[PROVIDED ENTRIES Boundary: Start]

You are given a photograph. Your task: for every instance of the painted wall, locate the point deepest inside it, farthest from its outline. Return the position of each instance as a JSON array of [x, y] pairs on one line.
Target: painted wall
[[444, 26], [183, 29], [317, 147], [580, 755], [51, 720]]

[PROVIDED ENTRIES Boundary: End]
[PROVIDED ENTRIES Boundary: Start]

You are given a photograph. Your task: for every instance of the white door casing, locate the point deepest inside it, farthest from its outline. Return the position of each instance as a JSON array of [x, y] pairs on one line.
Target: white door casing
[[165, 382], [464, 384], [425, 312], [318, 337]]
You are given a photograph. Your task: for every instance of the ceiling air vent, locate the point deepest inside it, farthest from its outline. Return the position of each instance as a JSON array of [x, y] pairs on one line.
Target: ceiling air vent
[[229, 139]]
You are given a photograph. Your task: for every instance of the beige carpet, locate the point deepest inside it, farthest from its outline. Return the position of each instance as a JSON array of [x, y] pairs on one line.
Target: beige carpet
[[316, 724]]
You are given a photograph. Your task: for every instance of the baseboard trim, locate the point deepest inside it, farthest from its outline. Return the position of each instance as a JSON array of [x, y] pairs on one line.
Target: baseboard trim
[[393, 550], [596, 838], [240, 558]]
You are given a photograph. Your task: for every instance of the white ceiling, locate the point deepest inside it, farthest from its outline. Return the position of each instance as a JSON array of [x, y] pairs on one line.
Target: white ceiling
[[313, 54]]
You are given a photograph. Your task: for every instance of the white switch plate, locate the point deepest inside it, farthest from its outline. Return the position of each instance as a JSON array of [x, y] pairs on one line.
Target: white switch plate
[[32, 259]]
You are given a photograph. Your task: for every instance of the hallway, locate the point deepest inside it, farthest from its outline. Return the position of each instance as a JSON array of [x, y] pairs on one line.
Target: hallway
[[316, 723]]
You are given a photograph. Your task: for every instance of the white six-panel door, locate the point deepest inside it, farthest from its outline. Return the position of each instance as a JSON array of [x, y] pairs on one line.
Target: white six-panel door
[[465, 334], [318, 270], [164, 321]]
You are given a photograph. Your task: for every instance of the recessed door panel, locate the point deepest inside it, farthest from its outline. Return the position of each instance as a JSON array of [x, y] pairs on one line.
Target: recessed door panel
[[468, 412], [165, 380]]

[PROVIDED ENTRIES Boundary: End]

(AIM OF THE EXERCISE)
Above are the records. Copy the lines beginning at the one that has "Target: beige carpet" and ending with the one that has "of the baseboard", unchanged.

(REPLY)
Target: beige carpet
[[316, 724]]
You are given a photograph. Your task: for every instance of the baseboard trim, locate the point deepest inside it, farthest from its outline. Return the position of each instance as a JSON array of [x, y] pairs on one line.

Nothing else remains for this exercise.